▶ **Given text**

-*-

A 3 day data-wrangling bootcamp that I designed for professors in my alma mater, Tecnológico de Monterrey.
Introduction
After the initial DataViz CADi I was hired to teach a data wrangling course using Python in a 3-day bootcamp. This time, instead of using Mathematica and R, we’d focus on the use of Python for common data-processing operations.
Objective
This course was designed to serve as an introduction to developing data-wrangling routines in Python. The bootcamp covered tools used in best-practices like virtual environments, and github; and also included exercises in the use of a wide array of libraries such as numpy, pandas, scikit-learn, beautifulsoup, OSMnx; amongst many others.
Select Exercises
Flights
This exercise used a public flights dataset to showcase common pandas data-frames operations such as: loading, filtering, aggregating, performing operations on subsets, etcetera.
Housing
A classic exercise on the California Housing dataset to teach the use of scikit-learn’s pipelines for data cleaning and wrangling.

-*-

Boundary labeling items:
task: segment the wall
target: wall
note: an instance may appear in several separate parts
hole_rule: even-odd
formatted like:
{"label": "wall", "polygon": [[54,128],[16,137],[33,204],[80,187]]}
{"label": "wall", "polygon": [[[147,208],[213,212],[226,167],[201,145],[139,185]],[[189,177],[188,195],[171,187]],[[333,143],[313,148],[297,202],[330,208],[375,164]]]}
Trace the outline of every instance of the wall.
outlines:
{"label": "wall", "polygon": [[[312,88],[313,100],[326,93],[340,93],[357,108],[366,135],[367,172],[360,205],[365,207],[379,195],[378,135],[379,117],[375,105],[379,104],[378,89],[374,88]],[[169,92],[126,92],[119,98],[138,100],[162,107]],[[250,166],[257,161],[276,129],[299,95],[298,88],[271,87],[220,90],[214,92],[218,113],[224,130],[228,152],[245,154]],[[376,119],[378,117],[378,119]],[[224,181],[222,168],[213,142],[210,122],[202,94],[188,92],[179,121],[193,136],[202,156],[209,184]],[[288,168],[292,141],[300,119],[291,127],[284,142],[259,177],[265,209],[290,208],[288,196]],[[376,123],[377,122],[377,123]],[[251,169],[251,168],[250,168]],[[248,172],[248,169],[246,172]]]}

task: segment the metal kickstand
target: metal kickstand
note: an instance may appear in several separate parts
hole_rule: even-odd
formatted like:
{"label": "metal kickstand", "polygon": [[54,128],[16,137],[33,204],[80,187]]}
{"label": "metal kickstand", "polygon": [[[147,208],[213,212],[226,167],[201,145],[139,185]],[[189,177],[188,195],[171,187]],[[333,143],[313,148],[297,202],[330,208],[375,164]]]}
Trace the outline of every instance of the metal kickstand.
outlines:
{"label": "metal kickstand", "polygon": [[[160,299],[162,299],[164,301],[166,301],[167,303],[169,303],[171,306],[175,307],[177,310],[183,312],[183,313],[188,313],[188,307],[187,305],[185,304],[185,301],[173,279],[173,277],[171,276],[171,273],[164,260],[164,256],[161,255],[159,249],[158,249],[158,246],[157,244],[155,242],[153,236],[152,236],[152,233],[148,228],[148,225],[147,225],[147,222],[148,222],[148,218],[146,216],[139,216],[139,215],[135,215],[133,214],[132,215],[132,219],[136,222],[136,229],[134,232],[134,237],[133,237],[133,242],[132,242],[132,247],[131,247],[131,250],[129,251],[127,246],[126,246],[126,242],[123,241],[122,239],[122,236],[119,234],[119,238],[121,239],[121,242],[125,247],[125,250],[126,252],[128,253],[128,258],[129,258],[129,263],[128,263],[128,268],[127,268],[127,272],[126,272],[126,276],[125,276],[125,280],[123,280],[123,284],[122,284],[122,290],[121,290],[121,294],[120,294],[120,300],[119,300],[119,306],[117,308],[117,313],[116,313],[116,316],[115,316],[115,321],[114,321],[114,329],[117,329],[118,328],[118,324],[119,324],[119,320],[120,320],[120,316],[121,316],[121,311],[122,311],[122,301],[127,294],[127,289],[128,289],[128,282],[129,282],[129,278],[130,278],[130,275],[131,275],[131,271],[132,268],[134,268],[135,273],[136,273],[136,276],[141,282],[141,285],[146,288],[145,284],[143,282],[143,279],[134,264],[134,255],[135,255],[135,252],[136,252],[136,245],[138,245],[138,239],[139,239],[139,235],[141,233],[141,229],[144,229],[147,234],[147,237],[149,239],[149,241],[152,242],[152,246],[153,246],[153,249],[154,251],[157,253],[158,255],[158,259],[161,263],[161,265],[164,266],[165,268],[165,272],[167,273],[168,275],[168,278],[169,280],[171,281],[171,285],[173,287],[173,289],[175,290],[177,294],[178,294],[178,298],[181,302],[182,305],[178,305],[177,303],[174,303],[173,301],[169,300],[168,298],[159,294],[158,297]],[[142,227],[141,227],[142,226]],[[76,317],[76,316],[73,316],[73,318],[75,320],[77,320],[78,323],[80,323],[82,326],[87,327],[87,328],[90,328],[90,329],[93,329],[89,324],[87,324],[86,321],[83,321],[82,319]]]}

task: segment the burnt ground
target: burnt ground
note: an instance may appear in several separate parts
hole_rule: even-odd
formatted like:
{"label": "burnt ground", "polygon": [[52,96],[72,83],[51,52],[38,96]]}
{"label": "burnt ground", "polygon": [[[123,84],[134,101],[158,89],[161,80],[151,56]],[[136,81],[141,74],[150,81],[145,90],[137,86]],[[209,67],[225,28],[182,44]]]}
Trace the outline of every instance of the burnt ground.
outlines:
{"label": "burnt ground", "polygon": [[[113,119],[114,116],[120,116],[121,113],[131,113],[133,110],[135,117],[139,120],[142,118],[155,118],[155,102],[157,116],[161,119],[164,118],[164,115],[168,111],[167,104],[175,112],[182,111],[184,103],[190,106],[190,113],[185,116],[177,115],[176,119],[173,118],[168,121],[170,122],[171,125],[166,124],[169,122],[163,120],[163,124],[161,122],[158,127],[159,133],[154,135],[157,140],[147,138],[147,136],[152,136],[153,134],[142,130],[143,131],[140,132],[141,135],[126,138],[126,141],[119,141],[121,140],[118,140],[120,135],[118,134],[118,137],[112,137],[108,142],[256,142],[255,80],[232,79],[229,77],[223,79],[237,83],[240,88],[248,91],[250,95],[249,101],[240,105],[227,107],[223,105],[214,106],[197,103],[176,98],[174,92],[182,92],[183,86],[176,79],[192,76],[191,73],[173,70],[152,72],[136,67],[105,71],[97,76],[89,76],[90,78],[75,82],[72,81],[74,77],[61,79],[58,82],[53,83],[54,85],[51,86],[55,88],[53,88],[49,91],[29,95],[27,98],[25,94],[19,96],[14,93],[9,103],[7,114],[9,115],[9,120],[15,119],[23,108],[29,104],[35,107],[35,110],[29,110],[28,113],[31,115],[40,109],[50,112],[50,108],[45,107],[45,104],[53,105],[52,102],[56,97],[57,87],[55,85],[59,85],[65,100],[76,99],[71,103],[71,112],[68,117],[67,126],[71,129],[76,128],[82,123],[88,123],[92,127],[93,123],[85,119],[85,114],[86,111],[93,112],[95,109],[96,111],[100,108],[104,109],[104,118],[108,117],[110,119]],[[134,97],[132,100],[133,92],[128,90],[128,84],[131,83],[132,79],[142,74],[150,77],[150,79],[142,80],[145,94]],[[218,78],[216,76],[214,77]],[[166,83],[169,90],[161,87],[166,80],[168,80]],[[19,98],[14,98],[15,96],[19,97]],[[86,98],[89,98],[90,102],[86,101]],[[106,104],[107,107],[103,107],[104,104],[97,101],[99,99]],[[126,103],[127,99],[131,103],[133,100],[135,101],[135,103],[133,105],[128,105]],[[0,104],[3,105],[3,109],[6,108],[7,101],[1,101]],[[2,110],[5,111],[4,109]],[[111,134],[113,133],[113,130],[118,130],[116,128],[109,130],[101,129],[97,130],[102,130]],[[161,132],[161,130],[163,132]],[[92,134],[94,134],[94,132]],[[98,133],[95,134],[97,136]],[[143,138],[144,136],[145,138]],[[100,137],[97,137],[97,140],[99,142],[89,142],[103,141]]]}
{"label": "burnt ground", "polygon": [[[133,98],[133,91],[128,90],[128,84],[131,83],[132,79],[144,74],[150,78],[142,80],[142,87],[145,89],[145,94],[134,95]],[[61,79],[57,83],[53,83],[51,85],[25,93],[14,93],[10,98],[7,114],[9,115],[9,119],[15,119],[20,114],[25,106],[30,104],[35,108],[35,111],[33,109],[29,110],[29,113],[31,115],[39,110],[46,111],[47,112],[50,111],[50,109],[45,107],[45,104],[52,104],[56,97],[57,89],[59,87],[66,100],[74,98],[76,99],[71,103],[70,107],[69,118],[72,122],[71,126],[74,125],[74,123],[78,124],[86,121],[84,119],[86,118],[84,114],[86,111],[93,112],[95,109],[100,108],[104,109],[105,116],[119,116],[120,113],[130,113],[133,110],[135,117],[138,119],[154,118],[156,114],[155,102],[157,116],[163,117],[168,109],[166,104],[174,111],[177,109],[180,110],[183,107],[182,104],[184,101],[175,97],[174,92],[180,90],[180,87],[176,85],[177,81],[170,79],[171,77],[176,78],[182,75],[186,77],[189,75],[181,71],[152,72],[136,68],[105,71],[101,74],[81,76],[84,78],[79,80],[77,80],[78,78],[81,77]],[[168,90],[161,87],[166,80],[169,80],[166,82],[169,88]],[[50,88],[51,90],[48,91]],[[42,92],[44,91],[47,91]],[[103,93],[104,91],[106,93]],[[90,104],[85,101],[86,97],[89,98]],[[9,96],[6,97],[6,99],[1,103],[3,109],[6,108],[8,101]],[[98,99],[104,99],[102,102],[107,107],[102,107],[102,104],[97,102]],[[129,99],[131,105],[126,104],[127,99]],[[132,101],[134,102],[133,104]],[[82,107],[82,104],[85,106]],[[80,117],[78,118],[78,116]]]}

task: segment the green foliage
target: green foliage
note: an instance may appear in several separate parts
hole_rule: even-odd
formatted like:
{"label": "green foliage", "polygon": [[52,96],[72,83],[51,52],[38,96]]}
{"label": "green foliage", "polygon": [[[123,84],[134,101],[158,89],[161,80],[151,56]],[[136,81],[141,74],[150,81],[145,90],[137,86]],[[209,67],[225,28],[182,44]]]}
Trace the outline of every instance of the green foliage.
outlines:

-*-

▶ **What the task asks**
Write what comes next in the Python data-wrangling bootcamp description, starting after its final sentence. This data comes from a separate source.

▶ **Answer below**
Twitter Topics Parser
One of the data-scraping exercises. We parsed Twitter for hashstags for further analysis (such as sentiment analysis).
Topics and Code
And here’s a full list of the topics and exercises covered in the bootcamp (with links to their scripts):
- Intro and Basics
- Data Wrangling
- Data Sources:
- Scraping: beautifulsoup
- Google Trends: pytrends, “how to breakup”, CRISPR
- Twitter: twitter-tools, tweepy, spaCy, sentiment analysis, “1984” tokens, tweets sentiment analysis
- GeoData: “Game of Thrones”, OSMnx, OSMnx Networks, OSMnx Buildings
- Dropbox: backup files
- RSS and XML: RSS feed, iTunes playlist parser
- Data Thoughts: dataViz, storytelling
With the whole sitemap available in the following link.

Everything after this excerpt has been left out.